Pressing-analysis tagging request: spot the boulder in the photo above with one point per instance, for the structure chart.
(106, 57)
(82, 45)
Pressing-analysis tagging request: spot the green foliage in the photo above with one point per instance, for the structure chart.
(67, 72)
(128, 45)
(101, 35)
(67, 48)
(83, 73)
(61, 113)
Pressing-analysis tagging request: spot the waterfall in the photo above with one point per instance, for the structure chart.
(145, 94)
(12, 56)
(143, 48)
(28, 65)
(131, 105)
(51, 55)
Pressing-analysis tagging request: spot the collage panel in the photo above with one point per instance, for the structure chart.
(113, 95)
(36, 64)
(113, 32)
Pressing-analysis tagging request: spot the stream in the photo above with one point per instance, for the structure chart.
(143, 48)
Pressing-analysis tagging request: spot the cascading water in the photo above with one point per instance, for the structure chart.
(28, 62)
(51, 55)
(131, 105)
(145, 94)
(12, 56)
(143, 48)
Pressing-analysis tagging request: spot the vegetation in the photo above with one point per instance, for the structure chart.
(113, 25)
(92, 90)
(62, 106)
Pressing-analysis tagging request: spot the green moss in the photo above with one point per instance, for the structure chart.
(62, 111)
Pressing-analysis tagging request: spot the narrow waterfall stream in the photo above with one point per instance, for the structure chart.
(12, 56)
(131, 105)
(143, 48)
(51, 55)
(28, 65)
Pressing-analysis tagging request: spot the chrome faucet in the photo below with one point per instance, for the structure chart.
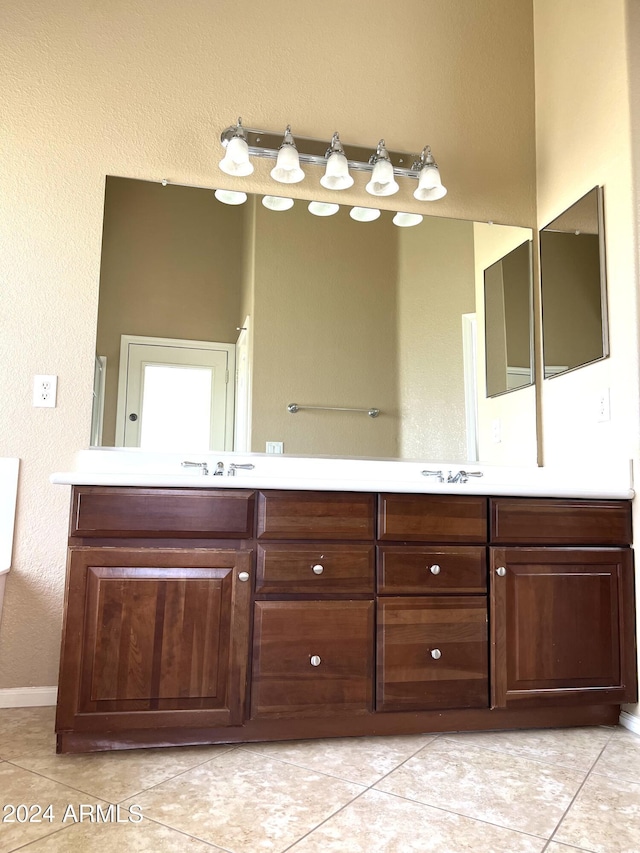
(233, 467)
(462, 476)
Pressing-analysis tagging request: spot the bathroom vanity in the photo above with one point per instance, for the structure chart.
(235, 613)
_ _ _
> **What to work on**
Starting at the line that contains "Pressing-analysis tagging request: spot the bathroom", quote each remaining line of the entries above, unchanged.

> **Task solution**
Pressing-analysis tagging request: spot the bathroom vanity in the photo above with one point per instance, for the structure chart.
(235, 613)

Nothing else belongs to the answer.